Top of The data
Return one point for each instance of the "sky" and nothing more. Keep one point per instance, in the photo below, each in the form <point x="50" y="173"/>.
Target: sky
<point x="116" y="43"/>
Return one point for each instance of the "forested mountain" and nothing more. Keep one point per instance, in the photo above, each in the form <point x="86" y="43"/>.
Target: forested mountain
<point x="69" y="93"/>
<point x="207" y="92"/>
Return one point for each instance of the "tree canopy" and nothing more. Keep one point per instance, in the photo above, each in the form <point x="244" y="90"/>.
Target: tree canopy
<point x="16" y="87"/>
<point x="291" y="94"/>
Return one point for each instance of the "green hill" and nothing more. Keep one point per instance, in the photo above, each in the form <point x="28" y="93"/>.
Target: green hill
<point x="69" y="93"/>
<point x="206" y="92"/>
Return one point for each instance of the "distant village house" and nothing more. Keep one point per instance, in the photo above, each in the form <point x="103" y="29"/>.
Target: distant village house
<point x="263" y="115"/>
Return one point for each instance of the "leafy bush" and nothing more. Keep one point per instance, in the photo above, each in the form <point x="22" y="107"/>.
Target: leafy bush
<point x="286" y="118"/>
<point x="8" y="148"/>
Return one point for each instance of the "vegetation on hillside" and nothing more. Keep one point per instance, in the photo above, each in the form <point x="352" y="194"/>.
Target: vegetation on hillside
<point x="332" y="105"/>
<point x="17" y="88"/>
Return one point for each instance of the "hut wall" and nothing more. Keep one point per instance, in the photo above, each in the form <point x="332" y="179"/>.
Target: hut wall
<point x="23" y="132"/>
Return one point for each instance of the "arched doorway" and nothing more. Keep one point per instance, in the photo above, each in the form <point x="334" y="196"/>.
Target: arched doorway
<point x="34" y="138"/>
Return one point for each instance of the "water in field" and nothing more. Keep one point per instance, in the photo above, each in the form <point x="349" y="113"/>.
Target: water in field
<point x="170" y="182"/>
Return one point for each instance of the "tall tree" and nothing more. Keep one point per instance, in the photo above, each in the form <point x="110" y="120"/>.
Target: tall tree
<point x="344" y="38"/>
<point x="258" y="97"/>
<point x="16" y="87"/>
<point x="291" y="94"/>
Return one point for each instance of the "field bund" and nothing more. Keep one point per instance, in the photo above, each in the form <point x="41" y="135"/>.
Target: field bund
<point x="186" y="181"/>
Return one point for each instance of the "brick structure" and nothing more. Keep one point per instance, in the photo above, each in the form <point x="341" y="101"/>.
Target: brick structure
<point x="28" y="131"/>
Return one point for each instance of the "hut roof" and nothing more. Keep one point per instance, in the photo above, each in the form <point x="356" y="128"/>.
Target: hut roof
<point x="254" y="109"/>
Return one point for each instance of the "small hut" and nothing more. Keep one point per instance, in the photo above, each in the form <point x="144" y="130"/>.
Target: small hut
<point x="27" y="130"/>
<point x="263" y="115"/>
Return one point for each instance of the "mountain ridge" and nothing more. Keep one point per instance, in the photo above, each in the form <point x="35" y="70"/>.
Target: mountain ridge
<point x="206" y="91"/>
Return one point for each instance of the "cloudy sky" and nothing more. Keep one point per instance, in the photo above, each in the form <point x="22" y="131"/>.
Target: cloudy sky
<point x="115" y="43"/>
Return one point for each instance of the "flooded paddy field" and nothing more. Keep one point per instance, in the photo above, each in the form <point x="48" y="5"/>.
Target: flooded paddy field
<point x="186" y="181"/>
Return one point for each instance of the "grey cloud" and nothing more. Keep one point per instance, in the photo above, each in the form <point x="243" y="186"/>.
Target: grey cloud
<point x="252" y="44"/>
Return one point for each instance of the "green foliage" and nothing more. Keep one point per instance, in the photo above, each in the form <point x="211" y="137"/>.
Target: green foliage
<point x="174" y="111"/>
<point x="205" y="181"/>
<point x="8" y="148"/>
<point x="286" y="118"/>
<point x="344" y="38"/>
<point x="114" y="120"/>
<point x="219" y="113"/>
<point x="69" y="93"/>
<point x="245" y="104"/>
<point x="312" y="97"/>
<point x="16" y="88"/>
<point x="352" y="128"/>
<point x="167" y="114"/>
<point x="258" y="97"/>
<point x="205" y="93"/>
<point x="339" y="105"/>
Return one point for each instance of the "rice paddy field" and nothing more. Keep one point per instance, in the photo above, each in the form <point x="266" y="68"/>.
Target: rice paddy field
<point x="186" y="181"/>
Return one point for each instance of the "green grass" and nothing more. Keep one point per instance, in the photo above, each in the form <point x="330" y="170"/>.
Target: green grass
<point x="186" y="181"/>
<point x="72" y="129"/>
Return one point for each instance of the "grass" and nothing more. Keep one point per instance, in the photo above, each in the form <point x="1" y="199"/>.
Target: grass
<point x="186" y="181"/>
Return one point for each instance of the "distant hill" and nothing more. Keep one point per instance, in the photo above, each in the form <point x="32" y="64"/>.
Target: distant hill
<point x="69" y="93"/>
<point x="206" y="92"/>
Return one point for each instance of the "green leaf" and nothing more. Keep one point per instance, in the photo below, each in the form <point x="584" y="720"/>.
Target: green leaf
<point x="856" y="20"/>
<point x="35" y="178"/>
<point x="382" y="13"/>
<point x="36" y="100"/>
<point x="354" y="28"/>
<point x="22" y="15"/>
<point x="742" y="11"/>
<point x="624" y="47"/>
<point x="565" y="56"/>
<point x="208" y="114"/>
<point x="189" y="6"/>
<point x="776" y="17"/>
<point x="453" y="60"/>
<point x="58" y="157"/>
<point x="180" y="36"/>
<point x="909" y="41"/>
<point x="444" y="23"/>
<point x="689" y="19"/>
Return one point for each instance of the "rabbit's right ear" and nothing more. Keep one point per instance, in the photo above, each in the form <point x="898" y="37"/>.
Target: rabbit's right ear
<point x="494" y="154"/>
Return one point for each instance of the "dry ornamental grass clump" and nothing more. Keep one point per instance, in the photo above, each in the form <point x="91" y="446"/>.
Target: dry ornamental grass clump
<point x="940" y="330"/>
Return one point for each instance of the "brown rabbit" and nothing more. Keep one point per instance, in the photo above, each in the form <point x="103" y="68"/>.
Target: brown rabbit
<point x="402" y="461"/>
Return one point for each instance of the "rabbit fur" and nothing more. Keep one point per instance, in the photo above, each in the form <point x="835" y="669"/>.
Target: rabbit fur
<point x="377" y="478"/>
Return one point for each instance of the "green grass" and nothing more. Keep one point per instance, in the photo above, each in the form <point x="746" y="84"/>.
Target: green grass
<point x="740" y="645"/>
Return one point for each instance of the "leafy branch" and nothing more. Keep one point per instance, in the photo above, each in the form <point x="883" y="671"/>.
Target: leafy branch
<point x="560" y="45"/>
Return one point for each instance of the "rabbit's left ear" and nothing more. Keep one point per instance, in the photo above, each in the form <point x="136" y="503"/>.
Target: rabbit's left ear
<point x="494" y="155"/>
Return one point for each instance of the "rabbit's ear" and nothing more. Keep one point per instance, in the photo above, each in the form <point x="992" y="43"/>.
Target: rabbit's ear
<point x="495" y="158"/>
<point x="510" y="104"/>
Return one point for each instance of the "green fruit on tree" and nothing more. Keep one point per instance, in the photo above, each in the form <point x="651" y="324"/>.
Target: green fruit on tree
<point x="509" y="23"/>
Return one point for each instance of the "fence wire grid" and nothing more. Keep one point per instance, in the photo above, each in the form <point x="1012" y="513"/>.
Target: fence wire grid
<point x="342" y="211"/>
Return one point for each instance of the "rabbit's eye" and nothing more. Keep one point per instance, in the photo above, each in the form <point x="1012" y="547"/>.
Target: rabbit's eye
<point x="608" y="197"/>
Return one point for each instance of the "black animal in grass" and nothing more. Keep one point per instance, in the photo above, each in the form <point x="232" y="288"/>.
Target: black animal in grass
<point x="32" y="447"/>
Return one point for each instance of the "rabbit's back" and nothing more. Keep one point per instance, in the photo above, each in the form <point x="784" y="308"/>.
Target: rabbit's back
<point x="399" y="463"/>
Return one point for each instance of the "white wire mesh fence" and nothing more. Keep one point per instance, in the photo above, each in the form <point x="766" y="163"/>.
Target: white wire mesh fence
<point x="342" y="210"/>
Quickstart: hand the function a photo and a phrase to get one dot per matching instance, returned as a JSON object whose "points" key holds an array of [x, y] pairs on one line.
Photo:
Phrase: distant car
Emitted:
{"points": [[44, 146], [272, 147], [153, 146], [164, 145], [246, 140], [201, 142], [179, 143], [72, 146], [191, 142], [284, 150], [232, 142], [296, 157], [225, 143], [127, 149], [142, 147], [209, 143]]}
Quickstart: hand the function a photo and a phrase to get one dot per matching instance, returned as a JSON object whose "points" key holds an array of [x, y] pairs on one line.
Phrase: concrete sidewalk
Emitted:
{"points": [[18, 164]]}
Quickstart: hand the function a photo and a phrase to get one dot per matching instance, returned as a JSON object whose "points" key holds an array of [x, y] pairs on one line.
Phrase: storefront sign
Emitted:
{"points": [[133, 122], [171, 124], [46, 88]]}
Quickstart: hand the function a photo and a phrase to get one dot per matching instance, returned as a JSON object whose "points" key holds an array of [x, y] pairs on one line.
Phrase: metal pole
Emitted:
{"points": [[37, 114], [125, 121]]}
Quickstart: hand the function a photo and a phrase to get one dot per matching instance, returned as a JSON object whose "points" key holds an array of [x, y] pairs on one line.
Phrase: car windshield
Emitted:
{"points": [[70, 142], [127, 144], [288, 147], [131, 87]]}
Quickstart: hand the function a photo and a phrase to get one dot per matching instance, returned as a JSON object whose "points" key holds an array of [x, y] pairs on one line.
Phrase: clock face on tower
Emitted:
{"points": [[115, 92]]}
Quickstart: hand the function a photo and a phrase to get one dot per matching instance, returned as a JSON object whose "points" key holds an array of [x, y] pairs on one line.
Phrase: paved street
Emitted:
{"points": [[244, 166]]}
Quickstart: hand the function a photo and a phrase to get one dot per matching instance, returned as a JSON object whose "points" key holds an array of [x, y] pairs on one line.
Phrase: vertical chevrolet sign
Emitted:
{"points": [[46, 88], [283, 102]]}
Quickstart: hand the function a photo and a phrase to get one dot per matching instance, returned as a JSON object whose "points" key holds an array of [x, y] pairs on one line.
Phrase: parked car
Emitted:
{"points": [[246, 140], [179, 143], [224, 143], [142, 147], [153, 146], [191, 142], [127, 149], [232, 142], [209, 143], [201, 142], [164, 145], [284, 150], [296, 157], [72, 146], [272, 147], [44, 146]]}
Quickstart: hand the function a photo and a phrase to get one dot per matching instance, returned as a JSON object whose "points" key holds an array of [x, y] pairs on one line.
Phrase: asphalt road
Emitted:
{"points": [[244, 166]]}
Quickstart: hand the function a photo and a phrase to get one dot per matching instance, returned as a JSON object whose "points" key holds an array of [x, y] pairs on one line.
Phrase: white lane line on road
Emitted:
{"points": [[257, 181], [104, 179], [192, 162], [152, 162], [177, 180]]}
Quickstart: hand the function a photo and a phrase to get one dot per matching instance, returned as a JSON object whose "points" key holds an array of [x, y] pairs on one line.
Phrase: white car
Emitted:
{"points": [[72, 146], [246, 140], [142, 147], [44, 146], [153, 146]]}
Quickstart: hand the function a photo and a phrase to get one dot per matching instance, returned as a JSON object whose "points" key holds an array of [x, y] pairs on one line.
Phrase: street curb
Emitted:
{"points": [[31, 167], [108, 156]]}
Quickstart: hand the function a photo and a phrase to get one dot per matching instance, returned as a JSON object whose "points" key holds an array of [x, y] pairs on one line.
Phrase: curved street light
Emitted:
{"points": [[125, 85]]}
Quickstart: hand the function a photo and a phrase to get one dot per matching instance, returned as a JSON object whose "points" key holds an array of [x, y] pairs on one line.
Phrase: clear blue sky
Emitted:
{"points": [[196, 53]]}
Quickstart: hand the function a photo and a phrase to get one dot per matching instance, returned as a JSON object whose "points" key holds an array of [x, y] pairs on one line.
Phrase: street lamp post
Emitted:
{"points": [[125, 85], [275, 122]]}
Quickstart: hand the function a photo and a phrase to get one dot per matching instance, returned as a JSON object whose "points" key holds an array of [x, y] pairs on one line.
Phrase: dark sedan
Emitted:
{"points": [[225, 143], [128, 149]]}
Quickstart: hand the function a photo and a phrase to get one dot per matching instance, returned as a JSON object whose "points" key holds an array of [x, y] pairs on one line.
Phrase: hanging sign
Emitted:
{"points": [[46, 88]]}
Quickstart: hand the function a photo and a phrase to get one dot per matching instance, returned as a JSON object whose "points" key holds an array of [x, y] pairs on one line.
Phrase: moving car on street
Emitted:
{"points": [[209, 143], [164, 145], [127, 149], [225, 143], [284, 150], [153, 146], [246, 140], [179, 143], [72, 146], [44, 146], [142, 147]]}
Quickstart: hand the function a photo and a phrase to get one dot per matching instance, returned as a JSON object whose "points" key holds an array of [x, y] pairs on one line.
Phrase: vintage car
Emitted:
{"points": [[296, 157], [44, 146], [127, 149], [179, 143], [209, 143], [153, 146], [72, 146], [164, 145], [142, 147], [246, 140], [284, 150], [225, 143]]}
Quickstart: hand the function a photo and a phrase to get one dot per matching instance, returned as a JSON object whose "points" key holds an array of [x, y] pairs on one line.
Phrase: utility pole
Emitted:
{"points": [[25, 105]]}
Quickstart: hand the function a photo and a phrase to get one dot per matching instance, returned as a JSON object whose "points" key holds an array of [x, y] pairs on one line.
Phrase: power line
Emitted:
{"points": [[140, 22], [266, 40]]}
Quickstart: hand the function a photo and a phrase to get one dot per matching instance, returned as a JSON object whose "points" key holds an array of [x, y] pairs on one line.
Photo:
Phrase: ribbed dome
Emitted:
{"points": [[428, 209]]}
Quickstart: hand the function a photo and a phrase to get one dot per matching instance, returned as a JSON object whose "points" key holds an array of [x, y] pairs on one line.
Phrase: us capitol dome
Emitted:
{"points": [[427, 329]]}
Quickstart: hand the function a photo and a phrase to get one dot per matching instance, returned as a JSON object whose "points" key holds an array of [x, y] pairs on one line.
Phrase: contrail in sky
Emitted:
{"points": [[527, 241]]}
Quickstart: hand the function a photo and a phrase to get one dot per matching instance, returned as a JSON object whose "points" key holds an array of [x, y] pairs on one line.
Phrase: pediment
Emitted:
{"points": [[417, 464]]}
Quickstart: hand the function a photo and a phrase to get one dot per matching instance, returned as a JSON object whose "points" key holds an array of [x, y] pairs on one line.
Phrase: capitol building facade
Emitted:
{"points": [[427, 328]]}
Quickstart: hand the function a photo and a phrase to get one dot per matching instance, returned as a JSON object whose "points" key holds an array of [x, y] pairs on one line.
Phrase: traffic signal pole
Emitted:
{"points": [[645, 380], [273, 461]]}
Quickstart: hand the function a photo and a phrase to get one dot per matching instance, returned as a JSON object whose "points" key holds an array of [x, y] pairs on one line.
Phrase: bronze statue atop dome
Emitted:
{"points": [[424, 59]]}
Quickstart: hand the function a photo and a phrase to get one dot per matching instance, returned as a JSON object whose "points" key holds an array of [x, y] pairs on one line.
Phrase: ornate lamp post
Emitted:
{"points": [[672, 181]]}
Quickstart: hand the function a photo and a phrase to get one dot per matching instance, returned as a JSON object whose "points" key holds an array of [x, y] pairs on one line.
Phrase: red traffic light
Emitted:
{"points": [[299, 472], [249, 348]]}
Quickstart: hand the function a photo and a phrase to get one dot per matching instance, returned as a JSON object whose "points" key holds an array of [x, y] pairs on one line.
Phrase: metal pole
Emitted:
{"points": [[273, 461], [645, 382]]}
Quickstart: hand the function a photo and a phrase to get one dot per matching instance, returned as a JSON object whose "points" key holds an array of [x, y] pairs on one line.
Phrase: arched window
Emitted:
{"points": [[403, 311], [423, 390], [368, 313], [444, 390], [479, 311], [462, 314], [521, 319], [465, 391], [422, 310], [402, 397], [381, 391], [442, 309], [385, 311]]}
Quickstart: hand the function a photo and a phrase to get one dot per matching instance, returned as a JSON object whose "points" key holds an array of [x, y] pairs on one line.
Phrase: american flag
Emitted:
Bottom of The data
Lines, not occurrences, are what count: report how many lines of the records above include the word "traffic", and nothing else.

_Output of the exercise_. 2